## Begin TEXT BLOCK

# WR,Edouard Chambon 9,1 (single), 11,48(average)



## Crazycubemom (Feb 23, 2008)

Wow Doudou , so FAST !! Congratz


----------



## Rama (Feb 23, 2008)

Oui oui! Congratulations Mr. Chambon!
*Me hopes you used my prepared cubies.


----------



## Lucas Garron (Feb 23, 2008)

I hope there are videos. 
(I so want to his style on the 9.1...)


----------



## Joël (Feb 23, 2008)

Wow! I didn't know there was another competition today.

Congratulations, Edouard! I know you deserve this WR!


----------



## KConny (Feb 23, 2008)

He really deserved it. Good for him.

Funny side note #1: Now all WR's is held by europeans.
Funny side note #2: Yu's record lasted for 412 days.
Funny side note #3: That's as long as I've been cubing.


----------



## Jason Baum (Feb 23, 2008)

Congrats Edouard!


----------



## Jh543 (Feb 23, 2008)

Congratulations!!!!!!!!!!!!

## End TEXT BLOCK
## Begin GIVEN MATERIAL

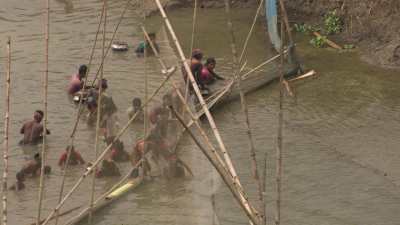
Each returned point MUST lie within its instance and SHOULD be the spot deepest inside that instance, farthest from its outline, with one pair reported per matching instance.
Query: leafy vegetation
(318, 42)
(333, 23)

## End GIVEN MATERIAL

CHALLENGE 1
Edit the passage of the thread on the world record that starts with the words "## Crazycubemom (Feb" and stops after "my prepared cubies.": write it out again with "Mr. Chambon" changed to "Monsieur Chambon".
CHALLENGE 2
Pick up the thread on Edouard Chambon's world record after its last post and write how it goes on.

FINAL ANSWER 1
## Crazycubemom (Feb 23, 2008)

Wow Doudou , so FAST !! Congratz


----------



## Rama (Feb 23, 2008)

Oui oui! Congratulations Monsieur Chambon!
*Me hopes you used my prepared cubies.

FINAL ANSWER 2
----------



## Ton (Feb 23, 2008)

YESSSS , all records are in European hands.....!


----------



## pjk (Feb 23, 2008)

Congrats Edouard. Simply amazing.


----------



## Gunnar (Feb 23, 2008)

Congratulations, Edouard!

Those are some very impressive results. You really deserved this after all your 12.x averages.


----------



## Pedro (Feb 23, 2008)

wow...11.48?!?


----------



## MAHTI-ANSSI (Feb 23, 2008)

De Base Fils Carrot!


----------



## Dene (Feb 23, 2008)

Wow, this is amazing! Ok over that, new target, sub11. Who will get it?


----------



## KJiptner (Feb 23, 2008)

Gut gemacht Edouard! Du hast es verdient! Du bist der beste!


----------



## Siraj A. (Feb 23, 2008)

Ton said:


> YESSSS , all records are in European hands.....!



Wow you're right, that goes for all 17 events! 

Something needs to be done about this 

Good job Mr. Chambon!


----------



## Pedro (Feb 23, 2008)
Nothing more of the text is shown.